**Task brief:**
Whenever a line in the records below holds the string "balloon", copy it out.

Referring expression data
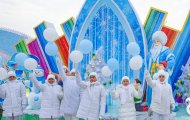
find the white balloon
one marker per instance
(106, 71)
(76, 56)
(30, 64)
(136, 62)
(50, 34)
(3, 73)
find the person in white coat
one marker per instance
(51, 98)
(162, 98)
(126, 93)
(71, 93)
(14, 94)
(93, 98)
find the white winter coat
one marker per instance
(162, 97)
(50, 100)
(14, 95)
(71, 92)
(126, 96)
(93, 100)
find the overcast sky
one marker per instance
(24, 15)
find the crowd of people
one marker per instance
(86, 99)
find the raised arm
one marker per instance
(149, 79)
(114, 93)
(36, 83)
(102, 101)
(60, 69)
(79, 81)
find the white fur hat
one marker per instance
(93, 74)
(161, 36)
(51, 76)
(11, 73)
(125, 78)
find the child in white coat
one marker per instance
(71, 93)
(14, 94)
(93, 98)
(162, 98)
(126, 93)
(51, 98)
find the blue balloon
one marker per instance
(113, 64)
(20, 58)
(85, 46)
(36, 98)
(19, 72)
(1, 61)
(34, 57)
(133, 48)
(51, 49)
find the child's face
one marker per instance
(12, 78)
(92, 79)
(51, 81)
(125, 82)
(161, 78)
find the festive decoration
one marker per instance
(3, 73)
(30, 64)
(20, 58)
(182, 86)
(51, 49)
(106, 71)
(76, 56)
(113, 64)
(96, 65)
(133, 48)
(136, 62)
(50, 34)
(85, 46)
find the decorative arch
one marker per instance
(131, 30)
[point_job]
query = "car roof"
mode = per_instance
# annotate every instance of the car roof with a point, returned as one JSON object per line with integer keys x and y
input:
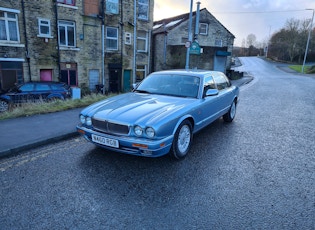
{"x": 194, "y": 72}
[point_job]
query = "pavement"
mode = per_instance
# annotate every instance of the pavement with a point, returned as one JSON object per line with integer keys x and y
{"x": 25, "y": 133}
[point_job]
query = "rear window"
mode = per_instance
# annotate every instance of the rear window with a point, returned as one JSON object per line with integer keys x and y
{"x": 42, "y": 87}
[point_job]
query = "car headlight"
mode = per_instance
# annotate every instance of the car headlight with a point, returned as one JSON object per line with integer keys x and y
{"x": 88, "y": 121}
{"x": 138, "y": 130}
{"x": 150, "y": 132}
{"x": 82, "y": 119}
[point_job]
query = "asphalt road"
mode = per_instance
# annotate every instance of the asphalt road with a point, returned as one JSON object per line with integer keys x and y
{"x": 256, "y": 173}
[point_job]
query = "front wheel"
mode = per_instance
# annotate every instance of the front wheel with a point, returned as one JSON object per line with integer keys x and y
{"x": 4, "y": 106}
{"x": 182, "y": 140}
{"x": 229, "y": 116}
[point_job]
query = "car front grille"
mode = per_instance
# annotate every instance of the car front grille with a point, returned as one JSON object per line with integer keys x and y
{"x": 108, "y": 127}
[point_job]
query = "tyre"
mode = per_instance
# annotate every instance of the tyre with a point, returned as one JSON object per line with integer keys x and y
{"x": 182, "y": 140}
{"x": 229, "y": 116}
{"x": 4, "y": 106}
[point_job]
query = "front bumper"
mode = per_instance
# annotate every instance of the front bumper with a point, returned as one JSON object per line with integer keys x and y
{"x": 131, "y": 145}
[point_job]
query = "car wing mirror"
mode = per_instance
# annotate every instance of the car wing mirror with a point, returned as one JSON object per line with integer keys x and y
{"x": 212, "y": 92}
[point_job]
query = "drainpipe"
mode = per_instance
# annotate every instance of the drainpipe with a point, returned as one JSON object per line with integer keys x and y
{"x": 122, "y": 45}
{"x": 103, "y": 47}
{"x": 189, "y": 35}
{"x": 134, "y": 41}
{"x": 26, "y": 43}
{"x": 149, "y": 51}
{"x": 57, "y": 38}
{"x": 197, "y": 21}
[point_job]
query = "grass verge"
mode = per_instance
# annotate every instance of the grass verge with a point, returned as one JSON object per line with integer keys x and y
{"x": 307, "y": 69}
{"x": 29, "y": 109}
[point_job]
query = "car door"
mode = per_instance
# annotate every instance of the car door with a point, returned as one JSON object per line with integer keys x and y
{"x": 209, "y": 106}
{"x": 225, "y": 91}
{"x": 22, "y": 94}
{"x": 42, "y": 90}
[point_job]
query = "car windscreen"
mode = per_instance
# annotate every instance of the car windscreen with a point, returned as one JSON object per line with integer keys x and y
{"x": 170, "y": 84}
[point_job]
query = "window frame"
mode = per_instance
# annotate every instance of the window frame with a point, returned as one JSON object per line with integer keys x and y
{"x": 40, "y": 34}
{"x": 142, "y": 69}
{"x": 142, "y": 39}
{"x": 206, "y": 28}
{"x": 8, "y": 31}
{"x": 112, "y": 7}
{"x": 65, "y": 2}
{"x": 218, "y": 43}
{"x": 143, "y": 5}
{"x": 64, "y": 23}
{"x": 128, "y": 38}
{"x": 108, "y": 38}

**Solution to the problem:**
find the white balloon
find the blue balloon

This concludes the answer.